EXTRAIT À LIRE ::
============================================================

Après les avancées significatives portées par l’Assemblée nationale, le Sénat examinait cette semaine la loi de séparation et de régulation bancaire.
Dans un travail indispensable d’amélioration du texte, Marie-Noëlle Lienemann a déposé plus de 30 amendements dont vous retrouverez les points forts ci-dessous. Vous pouvez également retrouver son intervention en discussion générale à la tribune du Sénat lors de ces débats.
Les avancées du texte qu'elle a portées et qui ont été reprises par l’ensemble du groupe socialiste du Sénat :
1.L’obligation pour les banques de publier pays par pays leurs bénéfices/ pertes avant impôt, le montant total des impôts dont elles sont redevables et les subventions publiques perçues (vise notamment la présence dans les paradis fiscaux)
2. Le rapport précis que le Gouvernement doit remettre au Parlement fin 2014 quant aux conséquences de la loi de séparation sur la taille et la nature des opérations des filiales, les volumes des opérations de trading à haute fréquence et la spéculation sur les matières premières agricoles (vise à évaluer la portée de la présente loi et la nécessité ou pas de passer à une deuxième phase de stricte séparation)
3. La faculté pour les Assemblées Générales d’actionnaires de donner leur avis sur la rémunération des dirigeants et de suspendre les bonus en cas de faillite
4. Fixation d’un quota d’activité pour les banques quant à leurs prises de positions sur le marché des matières premières agricoles
Les amendements principaux qu'elle a portés à titre personnel et repris par plusieurs de ses collègues :
1. Interdiction des hedge funds pour les opérations réalisées en faveur des clients des banques et pas seulement que pour le compte propre des banques
2. Filialisation de toutes les opérations réalisées avec une contrepartie dans un paradis fiscal
3. Interdiction de l’ensemble des opérations de négoce à haute fréquence, facteur et outil de spéculation
4. Obligation pour les banques de publier dans un rapport annuel leur participation au financement de l’économie réelle (collecte, crédit aux particuliers, aux petites moyennes et entreprises de taille intermédiaire ainsi qu’aux structures de l’économie sociale et solidaire)

============================================================

DONNÉES FOURNIES ::
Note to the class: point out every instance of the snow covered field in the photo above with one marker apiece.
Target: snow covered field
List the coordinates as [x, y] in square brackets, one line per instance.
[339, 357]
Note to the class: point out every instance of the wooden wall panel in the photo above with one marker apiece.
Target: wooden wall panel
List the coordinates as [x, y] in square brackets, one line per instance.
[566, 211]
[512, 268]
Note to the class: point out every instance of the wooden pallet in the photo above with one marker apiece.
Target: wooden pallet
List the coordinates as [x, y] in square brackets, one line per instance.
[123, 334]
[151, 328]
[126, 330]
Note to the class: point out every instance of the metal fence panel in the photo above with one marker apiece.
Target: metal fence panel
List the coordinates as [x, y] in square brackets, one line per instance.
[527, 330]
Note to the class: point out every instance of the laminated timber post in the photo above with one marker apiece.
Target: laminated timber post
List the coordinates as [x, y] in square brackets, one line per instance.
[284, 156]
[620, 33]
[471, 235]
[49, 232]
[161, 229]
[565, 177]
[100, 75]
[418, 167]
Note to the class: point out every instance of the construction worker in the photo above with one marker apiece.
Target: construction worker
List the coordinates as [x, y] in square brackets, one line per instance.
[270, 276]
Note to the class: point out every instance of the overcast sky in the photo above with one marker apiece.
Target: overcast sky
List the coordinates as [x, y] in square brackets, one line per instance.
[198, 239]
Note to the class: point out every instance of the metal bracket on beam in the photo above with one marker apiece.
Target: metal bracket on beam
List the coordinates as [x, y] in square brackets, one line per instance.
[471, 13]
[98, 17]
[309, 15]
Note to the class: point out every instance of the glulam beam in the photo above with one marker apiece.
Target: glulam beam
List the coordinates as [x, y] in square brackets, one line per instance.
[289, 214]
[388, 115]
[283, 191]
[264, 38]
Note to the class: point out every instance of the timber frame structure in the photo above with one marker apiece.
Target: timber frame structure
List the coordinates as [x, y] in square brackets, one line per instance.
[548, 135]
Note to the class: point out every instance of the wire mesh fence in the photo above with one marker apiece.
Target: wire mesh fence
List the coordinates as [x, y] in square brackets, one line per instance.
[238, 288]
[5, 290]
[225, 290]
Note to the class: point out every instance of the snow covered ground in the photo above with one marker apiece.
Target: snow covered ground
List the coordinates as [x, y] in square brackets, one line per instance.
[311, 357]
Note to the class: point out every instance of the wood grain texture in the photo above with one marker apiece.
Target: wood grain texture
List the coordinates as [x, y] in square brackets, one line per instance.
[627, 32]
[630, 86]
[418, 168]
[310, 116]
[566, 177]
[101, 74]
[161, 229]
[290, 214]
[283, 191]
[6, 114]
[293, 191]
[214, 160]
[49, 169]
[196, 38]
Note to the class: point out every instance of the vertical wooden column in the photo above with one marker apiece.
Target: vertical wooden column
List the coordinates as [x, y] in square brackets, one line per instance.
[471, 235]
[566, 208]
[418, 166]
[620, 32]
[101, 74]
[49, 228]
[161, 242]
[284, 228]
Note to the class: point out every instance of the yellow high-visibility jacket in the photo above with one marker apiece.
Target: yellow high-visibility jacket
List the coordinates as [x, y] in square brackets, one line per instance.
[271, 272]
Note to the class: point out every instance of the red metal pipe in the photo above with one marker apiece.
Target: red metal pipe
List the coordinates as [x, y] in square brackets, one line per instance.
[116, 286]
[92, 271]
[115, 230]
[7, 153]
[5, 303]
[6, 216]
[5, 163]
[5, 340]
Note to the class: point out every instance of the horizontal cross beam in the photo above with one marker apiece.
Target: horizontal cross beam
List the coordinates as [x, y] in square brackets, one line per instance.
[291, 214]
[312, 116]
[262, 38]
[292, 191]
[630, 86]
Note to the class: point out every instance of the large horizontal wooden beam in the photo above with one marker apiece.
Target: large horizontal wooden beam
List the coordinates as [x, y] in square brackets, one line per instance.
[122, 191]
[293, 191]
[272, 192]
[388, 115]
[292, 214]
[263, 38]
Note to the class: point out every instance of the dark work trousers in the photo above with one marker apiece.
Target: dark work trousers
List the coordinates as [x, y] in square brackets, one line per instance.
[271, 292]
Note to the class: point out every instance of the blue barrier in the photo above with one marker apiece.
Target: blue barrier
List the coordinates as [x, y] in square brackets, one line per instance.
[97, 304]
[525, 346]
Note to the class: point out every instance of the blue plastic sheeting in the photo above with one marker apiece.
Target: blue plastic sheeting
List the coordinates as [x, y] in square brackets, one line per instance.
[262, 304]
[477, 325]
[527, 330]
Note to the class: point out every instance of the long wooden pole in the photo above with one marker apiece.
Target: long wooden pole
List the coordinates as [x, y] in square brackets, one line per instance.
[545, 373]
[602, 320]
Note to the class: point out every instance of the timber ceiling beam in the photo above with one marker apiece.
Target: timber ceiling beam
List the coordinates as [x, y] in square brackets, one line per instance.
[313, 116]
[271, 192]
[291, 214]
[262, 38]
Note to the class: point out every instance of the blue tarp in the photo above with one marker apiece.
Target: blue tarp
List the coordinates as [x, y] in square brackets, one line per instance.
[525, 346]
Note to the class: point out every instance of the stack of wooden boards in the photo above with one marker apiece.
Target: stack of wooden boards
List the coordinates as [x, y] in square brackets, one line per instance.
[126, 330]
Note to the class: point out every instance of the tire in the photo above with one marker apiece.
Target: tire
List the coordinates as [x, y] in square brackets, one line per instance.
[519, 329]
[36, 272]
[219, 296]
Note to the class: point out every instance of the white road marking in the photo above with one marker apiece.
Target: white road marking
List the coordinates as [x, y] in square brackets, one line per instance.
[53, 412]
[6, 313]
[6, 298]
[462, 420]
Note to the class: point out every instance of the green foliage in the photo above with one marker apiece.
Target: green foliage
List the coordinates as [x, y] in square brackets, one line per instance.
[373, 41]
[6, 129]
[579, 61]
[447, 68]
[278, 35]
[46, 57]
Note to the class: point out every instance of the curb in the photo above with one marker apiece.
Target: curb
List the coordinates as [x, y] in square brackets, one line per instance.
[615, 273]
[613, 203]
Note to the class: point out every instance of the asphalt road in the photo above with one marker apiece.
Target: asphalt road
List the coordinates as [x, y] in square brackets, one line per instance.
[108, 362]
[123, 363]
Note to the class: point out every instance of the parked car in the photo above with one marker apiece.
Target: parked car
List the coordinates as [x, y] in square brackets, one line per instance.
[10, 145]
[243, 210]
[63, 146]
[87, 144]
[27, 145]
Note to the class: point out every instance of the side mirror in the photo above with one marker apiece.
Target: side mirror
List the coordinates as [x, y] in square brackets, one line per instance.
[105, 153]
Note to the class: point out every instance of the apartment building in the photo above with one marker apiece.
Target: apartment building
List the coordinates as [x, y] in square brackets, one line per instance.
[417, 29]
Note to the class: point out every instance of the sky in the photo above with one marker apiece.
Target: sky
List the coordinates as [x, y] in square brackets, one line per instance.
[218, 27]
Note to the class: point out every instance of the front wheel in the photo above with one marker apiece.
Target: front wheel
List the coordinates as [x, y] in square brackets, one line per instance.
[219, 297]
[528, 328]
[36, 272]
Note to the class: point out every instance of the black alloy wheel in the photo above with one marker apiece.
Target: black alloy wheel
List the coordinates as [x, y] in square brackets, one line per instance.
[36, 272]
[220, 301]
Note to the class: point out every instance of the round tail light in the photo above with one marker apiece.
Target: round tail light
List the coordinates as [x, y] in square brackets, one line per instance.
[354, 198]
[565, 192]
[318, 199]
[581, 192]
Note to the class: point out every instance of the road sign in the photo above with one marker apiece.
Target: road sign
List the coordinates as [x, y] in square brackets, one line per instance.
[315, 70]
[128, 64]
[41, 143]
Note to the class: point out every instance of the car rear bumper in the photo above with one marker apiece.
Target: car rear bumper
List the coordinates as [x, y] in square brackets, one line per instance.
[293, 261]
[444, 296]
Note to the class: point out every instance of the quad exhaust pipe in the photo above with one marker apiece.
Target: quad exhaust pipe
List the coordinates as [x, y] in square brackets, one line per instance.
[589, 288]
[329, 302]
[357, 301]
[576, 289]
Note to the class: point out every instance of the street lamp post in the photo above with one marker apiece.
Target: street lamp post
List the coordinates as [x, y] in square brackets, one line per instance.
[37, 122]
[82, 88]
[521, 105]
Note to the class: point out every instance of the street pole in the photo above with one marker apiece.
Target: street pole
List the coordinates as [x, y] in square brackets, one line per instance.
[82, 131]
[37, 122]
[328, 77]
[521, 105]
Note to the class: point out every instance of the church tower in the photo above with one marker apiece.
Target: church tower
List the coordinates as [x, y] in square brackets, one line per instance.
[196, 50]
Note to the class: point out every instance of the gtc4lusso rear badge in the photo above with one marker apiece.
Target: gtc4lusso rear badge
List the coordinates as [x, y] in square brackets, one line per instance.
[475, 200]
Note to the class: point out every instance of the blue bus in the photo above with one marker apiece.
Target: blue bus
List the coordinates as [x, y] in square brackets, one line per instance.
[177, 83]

============================================================

TRAVAIL À RÉALISER ::
**a.** Imprimez le passage de l'extrait sur la loi bancaire qui commence par « Dans un travail » et se poursuit jusqu'à « les paradis fiscaux) ».
**b.** Poursuivez l'extrait sur la loi de séparation bancaire à partir de sa dernière phrase.

RÉPONSES PAR TÂCHE ::
**a.**
Dans un travail indispensable d’amélioration du texte, Marie-Noëlle Lienemann a déposé plus de 30 amendements dont vous retrouverez les points forts ci-dessous. Vous pouvez également retrouver son intervention en discussion générale à la tribune du Sénat lors de ces débats.
Les avancées du texte qu'elle a portées et qui ont été reprises par l’ensemble du groupe socialiste du Sénat :
1.L’obligation pour les banques de publier pays par pays leurs bénéfices/ pertes avant impôt, le montant total des impôts dont elles sont redevables et les subventions publiques perçues (vise notamment la présence dans les paradis fiscaux)

**b.**
5. Interdiction de toutes les opérations de spéculation non couvertes par un risque sur le marché des matières premières agricoles et pas seulement celles, minoritaires, réalisées pour leur compte propre
6. Interdiction des stock-options pour les dirigeants des établissements de crédit
7. Obligation de publicité pour les rémunérations des dirigeants de tous les établissements de crédit
8. Introduction d’au moins deux représentants des salariés dans les organes de direction des établissements de crédit
9. Introduire d’une résiliation annuelle des assurances garantissant aux emprunteurs un libre choix tout au long de leur prêt sans avoir à verser d’indemnités, va dans le sens d’une meilleure protection
Intervention de Marie-Noëlle Lienemann lors de Discussion générale au Sénat le Mercredi 20 mars 2013
Monsieur le président, monsieur le ministre, mes chers collègues, on nous avait annoncé, lors des fameux G20 de 2008 et de 2009, qu’on allait moraliser le capitalisme et réguler l’économie, en particulier bancaire. La réalité, c’est que tout continue comme avant !
Après avoir chuté, les bénéfices des banques sont revenus à leur niveau d’avant la crise. Les versements des dividendes n’ont enregistré presque aucun recul. La part de la rémunération variable moyenne des banques d’investissement actives au niveau mondial a, certes, diminué entre 2007 et 2011, mais les salaires fixes ont augmenté.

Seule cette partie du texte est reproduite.